----- DATA -----
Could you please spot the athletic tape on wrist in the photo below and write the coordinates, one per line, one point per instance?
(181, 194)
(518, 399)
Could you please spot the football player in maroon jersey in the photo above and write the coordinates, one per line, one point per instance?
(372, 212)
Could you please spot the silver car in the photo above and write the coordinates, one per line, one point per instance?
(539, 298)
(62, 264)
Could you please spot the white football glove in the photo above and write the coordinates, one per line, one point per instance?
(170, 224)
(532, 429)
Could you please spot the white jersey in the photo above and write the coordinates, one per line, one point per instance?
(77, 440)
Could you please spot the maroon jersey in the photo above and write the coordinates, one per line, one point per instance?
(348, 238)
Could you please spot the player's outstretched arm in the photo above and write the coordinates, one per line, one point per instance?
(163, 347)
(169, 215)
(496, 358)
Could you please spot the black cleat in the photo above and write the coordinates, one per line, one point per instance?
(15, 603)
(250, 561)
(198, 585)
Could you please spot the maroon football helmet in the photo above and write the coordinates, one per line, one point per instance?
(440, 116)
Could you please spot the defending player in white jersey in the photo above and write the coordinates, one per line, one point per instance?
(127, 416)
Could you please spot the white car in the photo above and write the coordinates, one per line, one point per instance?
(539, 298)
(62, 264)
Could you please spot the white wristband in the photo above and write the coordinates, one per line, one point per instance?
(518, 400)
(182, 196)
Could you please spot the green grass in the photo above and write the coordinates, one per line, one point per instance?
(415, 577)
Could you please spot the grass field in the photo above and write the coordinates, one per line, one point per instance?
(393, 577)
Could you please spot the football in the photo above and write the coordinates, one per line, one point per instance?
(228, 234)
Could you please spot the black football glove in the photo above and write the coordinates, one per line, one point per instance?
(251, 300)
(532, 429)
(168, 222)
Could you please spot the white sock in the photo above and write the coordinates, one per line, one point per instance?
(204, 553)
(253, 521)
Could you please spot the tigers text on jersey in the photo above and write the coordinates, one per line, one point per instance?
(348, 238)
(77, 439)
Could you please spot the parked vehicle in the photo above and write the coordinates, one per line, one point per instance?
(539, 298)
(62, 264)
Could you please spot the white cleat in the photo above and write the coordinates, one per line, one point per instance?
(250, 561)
-----
--- TASK DETAILS ---
What is wanted is the line containing "Could you please spot the parked" and every line after it through the last line of the entries, printed exactly.

--- ANSWER TO THIS EXERCISE ---
Could you please spot the parked vehicle in the photo above and write the coordinates, one per line, one point per instance?
(539, 298)
(62, 264)
Could you please spot the white cleat in the photo above and write the coordinates, one per line, one point per instance?
(250, 561)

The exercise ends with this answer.